(Stored data entries)
____
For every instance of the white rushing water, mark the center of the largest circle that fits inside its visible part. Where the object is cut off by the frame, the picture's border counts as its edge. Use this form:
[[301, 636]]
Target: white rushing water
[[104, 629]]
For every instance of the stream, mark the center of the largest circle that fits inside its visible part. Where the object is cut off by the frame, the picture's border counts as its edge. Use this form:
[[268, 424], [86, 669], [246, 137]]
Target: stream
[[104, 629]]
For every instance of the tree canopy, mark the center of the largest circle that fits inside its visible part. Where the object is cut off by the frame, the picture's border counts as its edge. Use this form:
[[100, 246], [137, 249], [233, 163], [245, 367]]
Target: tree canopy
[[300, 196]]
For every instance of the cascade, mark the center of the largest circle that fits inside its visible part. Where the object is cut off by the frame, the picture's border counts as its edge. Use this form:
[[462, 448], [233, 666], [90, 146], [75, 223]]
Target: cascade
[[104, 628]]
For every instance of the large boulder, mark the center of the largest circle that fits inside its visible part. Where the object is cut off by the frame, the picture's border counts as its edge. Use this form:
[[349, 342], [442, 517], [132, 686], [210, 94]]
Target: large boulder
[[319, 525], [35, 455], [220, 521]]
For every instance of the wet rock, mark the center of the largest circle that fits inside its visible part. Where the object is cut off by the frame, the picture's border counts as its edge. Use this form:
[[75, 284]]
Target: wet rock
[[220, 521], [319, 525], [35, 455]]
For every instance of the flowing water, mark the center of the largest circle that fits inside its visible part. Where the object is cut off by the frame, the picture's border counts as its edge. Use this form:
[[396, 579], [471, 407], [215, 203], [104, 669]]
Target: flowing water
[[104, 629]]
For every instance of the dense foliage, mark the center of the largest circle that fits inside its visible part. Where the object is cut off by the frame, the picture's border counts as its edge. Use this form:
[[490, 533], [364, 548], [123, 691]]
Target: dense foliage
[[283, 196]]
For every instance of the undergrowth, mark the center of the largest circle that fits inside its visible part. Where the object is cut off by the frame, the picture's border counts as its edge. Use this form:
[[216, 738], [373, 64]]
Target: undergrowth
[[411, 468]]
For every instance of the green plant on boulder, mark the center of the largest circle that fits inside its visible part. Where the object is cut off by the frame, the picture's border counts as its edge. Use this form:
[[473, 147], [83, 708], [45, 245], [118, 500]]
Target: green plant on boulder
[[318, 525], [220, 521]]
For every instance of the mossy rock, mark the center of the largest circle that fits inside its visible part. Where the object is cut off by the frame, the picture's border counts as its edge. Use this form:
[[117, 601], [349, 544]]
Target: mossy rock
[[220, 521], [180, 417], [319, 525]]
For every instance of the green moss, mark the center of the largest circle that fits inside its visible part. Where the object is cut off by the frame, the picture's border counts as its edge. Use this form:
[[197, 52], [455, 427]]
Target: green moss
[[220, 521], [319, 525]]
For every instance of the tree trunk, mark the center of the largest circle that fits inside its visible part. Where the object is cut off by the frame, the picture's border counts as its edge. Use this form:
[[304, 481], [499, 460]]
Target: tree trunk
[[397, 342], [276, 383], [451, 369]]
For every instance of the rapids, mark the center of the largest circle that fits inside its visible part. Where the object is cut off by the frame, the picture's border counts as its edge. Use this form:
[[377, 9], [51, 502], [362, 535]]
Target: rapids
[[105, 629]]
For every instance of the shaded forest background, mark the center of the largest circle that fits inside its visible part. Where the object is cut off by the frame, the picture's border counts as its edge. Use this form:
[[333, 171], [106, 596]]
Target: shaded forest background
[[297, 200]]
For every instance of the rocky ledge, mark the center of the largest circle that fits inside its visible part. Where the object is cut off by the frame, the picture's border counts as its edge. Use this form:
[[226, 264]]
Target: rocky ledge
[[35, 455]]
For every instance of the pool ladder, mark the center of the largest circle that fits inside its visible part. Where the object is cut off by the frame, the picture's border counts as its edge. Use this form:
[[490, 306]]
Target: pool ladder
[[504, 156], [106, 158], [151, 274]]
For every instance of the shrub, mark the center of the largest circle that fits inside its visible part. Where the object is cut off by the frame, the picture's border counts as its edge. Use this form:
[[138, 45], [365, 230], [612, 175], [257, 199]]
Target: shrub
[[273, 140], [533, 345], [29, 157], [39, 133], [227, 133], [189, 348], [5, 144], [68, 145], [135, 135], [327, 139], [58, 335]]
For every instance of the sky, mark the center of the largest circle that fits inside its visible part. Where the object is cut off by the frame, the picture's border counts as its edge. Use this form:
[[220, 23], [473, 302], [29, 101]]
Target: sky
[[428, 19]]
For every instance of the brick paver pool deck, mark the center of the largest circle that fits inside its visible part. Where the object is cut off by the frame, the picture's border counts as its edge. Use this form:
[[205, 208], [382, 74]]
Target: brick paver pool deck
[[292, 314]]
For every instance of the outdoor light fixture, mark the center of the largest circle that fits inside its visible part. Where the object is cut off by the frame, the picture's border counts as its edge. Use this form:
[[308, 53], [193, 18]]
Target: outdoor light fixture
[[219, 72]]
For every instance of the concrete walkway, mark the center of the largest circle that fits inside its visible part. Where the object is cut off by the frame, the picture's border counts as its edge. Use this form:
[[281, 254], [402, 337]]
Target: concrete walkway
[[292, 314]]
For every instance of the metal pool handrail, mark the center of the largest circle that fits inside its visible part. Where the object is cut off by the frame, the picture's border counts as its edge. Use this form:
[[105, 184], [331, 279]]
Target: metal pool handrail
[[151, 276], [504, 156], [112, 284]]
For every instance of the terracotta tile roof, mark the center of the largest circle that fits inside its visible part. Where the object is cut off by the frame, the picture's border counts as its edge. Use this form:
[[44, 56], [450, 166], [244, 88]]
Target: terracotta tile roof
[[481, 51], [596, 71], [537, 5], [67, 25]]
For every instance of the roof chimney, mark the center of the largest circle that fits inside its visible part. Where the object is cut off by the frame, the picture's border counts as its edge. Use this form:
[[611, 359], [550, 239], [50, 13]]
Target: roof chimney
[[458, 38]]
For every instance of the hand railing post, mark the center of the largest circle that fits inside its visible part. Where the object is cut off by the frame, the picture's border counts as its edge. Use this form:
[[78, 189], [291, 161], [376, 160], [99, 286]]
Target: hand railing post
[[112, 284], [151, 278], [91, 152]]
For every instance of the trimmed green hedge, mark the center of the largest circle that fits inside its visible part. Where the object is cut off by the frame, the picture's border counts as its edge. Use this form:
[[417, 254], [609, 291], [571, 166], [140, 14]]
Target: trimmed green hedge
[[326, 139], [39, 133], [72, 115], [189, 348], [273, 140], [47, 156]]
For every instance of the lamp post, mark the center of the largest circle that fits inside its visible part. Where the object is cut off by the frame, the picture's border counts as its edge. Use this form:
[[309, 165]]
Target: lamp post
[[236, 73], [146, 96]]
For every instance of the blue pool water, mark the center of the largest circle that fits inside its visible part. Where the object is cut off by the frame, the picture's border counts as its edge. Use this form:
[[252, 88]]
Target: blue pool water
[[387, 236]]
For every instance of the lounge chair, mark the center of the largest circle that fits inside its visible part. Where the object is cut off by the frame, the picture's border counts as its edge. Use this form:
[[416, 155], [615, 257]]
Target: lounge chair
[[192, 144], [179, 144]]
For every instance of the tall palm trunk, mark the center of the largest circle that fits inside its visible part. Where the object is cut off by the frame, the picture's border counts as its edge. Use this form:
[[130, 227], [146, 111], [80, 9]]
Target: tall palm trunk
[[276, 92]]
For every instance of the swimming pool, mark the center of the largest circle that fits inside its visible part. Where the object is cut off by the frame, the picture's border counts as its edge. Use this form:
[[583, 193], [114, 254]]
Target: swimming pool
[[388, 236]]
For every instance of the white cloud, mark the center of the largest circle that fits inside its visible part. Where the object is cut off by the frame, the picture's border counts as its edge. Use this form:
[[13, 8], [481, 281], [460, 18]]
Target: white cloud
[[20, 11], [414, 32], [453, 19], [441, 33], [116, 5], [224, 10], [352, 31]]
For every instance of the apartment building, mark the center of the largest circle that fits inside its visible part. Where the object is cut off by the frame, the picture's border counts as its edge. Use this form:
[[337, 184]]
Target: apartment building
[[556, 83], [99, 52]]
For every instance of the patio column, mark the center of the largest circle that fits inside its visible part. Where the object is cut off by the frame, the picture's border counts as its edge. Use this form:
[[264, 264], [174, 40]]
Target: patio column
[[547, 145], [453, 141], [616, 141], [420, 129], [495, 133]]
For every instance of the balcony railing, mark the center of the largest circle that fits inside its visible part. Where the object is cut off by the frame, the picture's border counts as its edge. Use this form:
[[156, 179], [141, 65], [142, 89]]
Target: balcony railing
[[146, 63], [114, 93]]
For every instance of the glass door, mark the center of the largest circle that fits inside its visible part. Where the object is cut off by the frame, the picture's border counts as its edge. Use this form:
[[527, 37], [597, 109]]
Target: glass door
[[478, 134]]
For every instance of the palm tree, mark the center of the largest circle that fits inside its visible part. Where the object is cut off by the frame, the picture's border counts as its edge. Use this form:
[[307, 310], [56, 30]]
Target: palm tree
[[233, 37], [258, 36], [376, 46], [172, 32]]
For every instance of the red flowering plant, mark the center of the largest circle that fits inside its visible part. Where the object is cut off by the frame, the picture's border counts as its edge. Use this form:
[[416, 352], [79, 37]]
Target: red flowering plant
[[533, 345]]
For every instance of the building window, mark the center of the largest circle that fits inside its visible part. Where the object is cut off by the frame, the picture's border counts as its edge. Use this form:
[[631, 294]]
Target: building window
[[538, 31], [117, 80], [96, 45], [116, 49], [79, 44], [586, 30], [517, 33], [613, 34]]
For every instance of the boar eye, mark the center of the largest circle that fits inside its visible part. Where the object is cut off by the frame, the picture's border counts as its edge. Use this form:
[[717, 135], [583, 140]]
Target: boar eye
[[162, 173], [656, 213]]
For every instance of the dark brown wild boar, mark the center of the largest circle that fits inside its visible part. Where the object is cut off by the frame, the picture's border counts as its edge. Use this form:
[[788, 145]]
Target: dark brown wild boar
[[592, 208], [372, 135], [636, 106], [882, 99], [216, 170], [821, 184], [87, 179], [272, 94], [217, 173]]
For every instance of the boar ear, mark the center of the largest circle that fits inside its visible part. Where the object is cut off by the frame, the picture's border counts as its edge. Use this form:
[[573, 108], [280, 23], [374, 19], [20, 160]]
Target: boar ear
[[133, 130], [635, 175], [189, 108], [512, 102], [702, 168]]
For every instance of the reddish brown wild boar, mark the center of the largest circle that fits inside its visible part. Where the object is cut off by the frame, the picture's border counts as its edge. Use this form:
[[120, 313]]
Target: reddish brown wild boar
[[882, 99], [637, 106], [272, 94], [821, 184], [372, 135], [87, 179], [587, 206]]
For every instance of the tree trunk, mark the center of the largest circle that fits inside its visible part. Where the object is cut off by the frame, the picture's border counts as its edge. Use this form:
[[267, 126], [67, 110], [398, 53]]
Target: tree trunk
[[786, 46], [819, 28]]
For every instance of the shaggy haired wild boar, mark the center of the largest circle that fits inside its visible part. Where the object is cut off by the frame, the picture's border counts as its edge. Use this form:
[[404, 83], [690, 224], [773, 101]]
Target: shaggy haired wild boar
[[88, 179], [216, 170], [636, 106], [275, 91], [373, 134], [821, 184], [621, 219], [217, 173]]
____
## The problem:
Reproduce the records word for word, starting from the first line and ending with the line that contains "[[104, 628]]", including both of those lines.

## The answer:
For every instance of the white rushing water, mark the center of the largest circle that fits inside its visible part. Where the object is cut off by the frame, the picture's border counts as its edge. Use this form:
[[301, 636]]
Target: white rushing water
[[104, 629]]
For every instance of the stream, mark the center of the largest circle that fits inside its visible part. Where the object is cut off by the frame, the picture's border counts as its edge. Use this form:
[[268, 424], [86, 669], [246, 137]]
Target: stream
[[104, 629]]
For every instance of the tree canopy, mark the center of the largest circle that fits inside its visible part. Where the object is cut off by the frame, the picture's border counts as its edge. Use this form:
[[100, 246], [137, 249], [233, 163], [245, 367]]
Target: tree canopy
[[300, 196]]
For every instance of the cascade, mark the center of the largest circle that fits inside its visible part. Where the object is cut off by the frame, the picture's border counts as its edge. Use this form:
[[462, 448], [233, 666], [90, 146], [75, 223]]
Target: cascade
[[104, 628]]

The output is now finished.